§ TASK STATEMENT: Each line below should be repeated exactly as written, with no pictures carried over.

━━━ RECORD EXCERPTS ━━━

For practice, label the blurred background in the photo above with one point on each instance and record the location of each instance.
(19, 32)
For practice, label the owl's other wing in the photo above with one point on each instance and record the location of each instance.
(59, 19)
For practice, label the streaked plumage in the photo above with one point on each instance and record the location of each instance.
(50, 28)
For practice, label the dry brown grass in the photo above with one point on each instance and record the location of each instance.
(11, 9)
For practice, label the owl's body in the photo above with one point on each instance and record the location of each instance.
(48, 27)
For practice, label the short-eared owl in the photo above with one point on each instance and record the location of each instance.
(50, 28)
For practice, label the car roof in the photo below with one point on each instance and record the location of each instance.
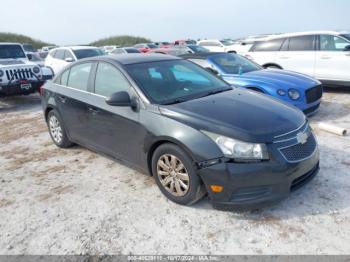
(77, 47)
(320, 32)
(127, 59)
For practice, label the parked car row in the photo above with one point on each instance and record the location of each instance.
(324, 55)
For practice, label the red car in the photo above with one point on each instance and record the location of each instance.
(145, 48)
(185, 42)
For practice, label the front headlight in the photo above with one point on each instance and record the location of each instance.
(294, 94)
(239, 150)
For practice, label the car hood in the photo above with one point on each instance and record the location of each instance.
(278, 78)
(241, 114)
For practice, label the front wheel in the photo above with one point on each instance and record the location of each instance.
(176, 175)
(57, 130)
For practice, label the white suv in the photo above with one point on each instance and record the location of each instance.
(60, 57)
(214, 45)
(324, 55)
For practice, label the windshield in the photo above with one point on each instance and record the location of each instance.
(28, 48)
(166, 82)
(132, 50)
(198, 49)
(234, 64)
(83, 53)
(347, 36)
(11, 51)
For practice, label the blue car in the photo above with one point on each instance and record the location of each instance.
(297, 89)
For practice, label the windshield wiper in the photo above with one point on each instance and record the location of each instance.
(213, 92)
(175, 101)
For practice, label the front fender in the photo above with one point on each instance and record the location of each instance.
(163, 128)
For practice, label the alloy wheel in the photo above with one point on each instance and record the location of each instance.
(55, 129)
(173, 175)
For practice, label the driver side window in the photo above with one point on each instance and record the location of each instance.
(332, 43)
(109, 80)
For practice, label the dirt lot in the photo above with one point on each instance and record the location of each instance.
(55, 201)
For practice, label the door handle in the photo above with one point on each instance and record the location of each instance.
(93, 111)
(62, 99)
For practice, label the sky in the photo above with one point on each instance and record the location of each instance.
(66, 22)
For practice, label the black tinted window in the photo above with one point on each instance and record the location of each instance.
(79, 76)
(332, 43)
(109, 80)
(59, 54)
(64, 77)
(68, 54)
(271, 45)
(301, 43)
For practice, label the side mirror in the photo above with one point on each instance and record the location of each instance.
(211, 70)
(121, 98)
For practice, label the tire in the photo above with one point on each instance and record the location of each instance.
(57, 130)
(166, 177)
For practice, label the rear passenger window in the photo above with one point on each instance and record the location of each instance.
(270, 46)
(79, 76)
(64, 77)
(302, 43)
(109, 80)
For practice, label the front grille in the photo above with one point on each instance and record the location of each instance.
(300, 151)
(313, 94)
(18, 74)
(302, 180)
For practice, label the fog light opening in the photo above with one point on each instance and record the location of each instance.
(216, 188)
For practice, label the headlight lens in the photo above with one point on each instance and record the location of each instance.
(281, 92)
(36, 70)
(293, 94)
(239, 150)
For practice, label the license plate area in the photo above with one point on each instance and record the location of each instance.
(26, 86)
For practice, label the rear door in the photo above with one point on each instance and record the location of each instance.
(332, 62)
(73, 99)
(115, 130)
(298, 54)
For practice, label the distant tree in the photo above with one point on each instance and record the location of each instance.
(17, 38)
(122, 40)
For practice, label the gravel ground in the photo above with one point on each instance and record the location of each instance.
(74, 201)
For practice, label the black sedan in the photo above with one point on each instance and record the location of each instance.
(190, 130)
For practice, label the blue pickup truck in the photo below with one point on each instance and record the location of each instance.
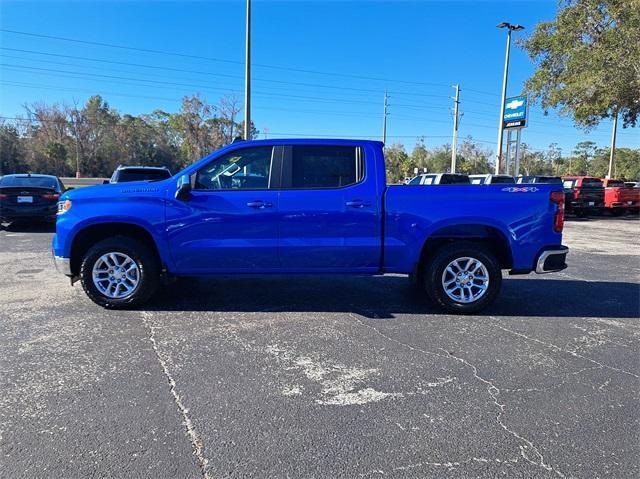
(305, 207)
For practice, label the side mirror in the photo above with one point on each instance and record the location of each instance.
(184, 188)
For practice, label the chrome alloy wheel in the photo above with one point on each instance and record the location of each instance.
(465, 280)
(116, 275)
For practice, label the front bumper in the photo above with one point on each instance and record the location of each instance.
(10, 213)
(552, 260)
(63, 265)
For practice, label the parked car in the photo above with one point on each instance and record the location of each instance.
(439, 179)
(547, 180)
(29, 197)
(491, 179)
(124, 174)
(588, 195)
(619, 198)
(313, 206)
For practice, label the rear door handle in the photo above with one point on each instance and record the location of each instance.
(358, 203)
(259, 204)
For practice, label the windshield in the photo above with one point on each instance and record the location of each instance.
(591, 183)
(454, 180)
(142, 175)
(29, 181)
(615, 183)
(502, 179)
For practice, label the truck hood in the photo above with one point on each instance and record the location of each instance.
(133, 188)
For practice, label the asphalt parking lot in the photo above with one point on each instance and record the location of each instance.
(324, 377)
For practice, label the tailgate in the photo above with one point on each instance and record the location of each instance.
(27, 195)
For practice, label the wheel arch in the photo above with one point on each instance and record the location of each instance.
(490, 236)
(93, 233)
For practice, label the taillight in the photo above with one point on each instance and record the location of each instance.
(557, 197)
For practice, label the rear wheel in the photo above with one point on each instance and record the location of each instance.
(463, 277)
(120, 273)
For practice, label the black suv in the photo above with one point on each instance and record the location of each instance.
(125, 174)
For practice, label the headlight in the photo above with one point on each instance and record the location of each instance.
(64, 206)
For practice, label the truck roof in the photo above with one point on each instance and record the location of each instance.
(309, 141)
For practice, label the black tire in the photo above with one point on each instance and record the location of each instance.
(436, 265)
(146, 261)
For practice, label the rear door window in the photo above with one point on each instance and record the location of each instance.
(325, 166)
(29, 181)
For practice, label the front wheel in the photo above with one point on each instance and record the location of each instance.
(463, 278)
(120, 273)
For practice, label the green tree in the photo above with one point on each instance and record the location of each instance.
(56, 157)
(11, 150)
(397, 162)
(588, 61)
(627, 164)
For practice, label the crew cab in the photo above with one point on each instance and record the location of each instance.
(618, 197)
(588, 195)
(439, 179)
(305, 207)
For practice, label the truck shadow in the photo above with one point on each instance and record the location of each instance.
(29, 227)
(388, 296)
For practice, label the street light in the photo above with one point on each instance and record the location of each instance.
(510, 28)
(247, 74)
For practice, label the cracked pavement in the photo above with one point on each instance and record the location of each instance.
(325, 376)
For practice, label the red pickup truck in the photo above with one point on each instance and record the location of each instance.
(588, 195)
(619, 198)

━━━

§ SOLUTION TO THE PROBLEM:
For practice, label the blurred background in the photo above with one point on each instance and record the location of each instance.
(19, 32)
For practice, label the owl's other wing in the photo above with one point on each instance and record the location of each instance.
(59, 19)
For practice, label the streaked plumage in the photo above with one point on each instance and record the location of each instance.
(50, 28)
For practice, label the dry brown grass in the photo above with one point on each instance and record the location of each instance.
(11, 9)
For practice, label the owl's body in the photo above with one point on each instance and record the location of each instance.
(48, 27)
For practice, label the short-eared owl in the photo above with one point on each instance and record the location of each instance.
(50, 28)
For practice, label the car roof in the photo below with one point on each instance and record the location of each instance.
(77, 47)
(320, 32)
(127, 59)
For practice, label the parked car row in the photo above with one point on each instance and record the location of each instance.
(324, 55)
For practice, label the red car in the photo above with one point on each instance and record the location of each instance.
(145, 48)
(185, 42)
For practice, label the front headlight in the photo above with one point on each instance and record the location of each instance.
(294, 94)
(239, 150)
For practice, label the car hood in the photo above with one point on each instance and record the location of each instance.
(278, 78)
(241, 114)
For practice, label the front wheel in the photo above with one point on each instance and record the location of each instance.
(176, 175)
(57, 130)
For practice, label the white suv in the photo above with one point on each instance and record the location of each instance.
(60, 57)
(214, 45)
(324, 55)
For practice, label the windshield in the photo above with one point on each instance and record the location of each instance.
(28, 48)
(166, 82)
(132, 50)
(198, 49)
(234, 64)
(83, 53)
(347, 36)
(11, 51)
For practice, label the blue car in the photo above with one point on each instance and record the location of each instance.
(297, 89)
For practice, label the windshield wiper in the photo above with one point on each instance and record the location of each instance.
(213, 92)
(175, 101)
For practice, label the front fender in the photo above with one point on each instance and record the location of each instance.
(163, 128)
For practice, label the alloy wheel in the photo above with one point on each instance and record the location of each instance.
(55, 129)
(173, 175)
For practice, label the driver side window in the photo above with one point on each instance and record the location of each instance.
(332, 43)
(109, 80)
For practice, label the dirt lot in the photo above with one point on each instance and record the location of each instance.
(55, 201)
For practice, label the door handle in the photo above with one point on each instance and record the location of each instance.
(93, 111)
(62, 99)
For practice, label the sky in the photo above with one point on each instance and record the location of each instance.
(66, 22)
For practice, label the black tinted window in the photo above with one point on each instance and record the location of each instance.
(79, 76)
(332, 43)
(109, 80)
(59, 54)
(64, 77)
(68, 54)
(271, 45)
(301, 43)
For practice, label the side mirror in the photo above with one point on each instance and record the location of each instance.
(211, 70)
(121, 98)
For practice, label the tire in the photo above with one point on each instance and record the location of each instance.
(57, 130)
(166, 177)
For practice, label the rear passenger window in the photo above with one point on each instance and record the location of each instance.
(270, 46)
(79, 76)
(64, 77)
(302, 43)
(109, 80)
For practice, label the front grille in the photo above with one point on each instance and record the location of each instance.
(300, 151)
(313, 94)
(18, 74)
(302, 180)
For practice, label the fog light opening in the photo above with one point on each instance and record the location of each instance.
(216, 188)
For practice, label the headlight lens in the photo above with one point on each instance and record the location of each instance.
(281, 92)
(36, 70)
(293, 94)
(239, 150)
For practice, label the license plate area in the photo above with one point on each instance and record the location of each instance.
(26, 86)
For practice, label the rear door in the photo above with one point on each instance and record the location of each instance.
(332, 62)
(73, 99)
(115, 130)
(298, 54)
For practice, label the distant tree in the photo above with one point on each instance and record the location of each instance.
(17, 38)
(122, 40)
For practice, label the gravel ground in the photo above with one point on each instance and record the location of each instance.
(74, 201)
For practice, label the black sedan in the photo above with one point on each instance and record the location of each instance.
(190, 130)
For practice, label the blue pickup truck in the photo below with one point on each instance and record the location of each instance.
(305, 207)
For practice, label the side mirror in the photo above with one point on each instance and record the location of each instance.
(184, 188)
For practice, label the chrome alloy wheel in the photo above with one point on each instance and record the location of each instance.
(465, 280)
(116, 275)
For practice, label the front bumper in the photo above with one point on each instance and record the location of each instance.
(10, 213)
(552, 260)
(63, 265)
For practice, label the parked car in the photo above with one point on each instance and record the location of each instance.
(439, 179)
(547, 180)
(29, 197)
(491, 179)
(124, 174)
(588, 195)
(619, 198)
(313, 206)
For practice, label the rear door handle in the photo above with one point on each instance and record the location of each instance.
(358, 203)
(259, 204)
For practice, label the windshield in the photo above with one point on each instance and record the location of each instance.
(591, 183)
(454, 180)
(142, 175)
(29, 181)
(615, 183)
(502, 179)
For practice, label the truck hood in the photo above with one point on each instance and record the location of each instance.
(133, 188)
For practice, label the asphalt parking lot in the photo above with one point on each instance and record the location of each instance.
(324, 377)
For practice, label the tailgate in the photo above with one point on each instance and record the location of each instance.
(27, 195)
For practice, label the wheel arch in the photo above with one point on each instance and record the location of each instance.
(490, 236)
(93, 233)
For practice, label the taillight in the photo above with one point on each instance and record the location of each instance.
(557, 197)
For practice, label the rear wheel in the photo above with one point on each instance and record the location of each instance.
(463, 277)
(120, 273)
For practice, label the black suv in the photo above with one point on each instance and record the location of each instance.
(125, 174)
For practice, label the headlight in the photo above with one point on each instance and record the location of each instance.
(64, 206)
For practice, label the truck roof in the photo above with one point on each instance and record the location of each instance.
(309, 141)
For practice, label the black tire in the photo above with one point on each instance and record the location of each instance.
(436, 265)
(146, 261)
For practice, label the rear door window in the photo above with one point on each instance and record the location of each instance.
(325, 166)
(29, 181)
For practice, label the front wheel in the photo above with one point on each instance and record the location of each instance.
(463, 278)
(120, 273)
For practice, label the green tree in the photo above with one point on each instance and record the location of each instance.
(56, 157)
(11, 150)
(397, 162)
(588, 61)
(627, 164)
For practice, label the crew cab in the photo above with one point on each instance and record the location of each instance.
(618, 197)
(588, 195)
(439, 179)
(305, 207)
For practice, label the truck shadow in the photo above with one point on each instance and record the location of each instance.
(29, 227)
(388, 296)
For practice, label the street light in the photo above with one point on each instance and record the location of each instance.
(510, 28)
(247, 74)
For practice, label the cracked pavement in the photo above with one point on each instance and record the location of each instance.
(325, 376)
For practice, label the red pickup truck in the photo above with one point on each instance and record the location of each instance.
(588, 195)
(619, 198)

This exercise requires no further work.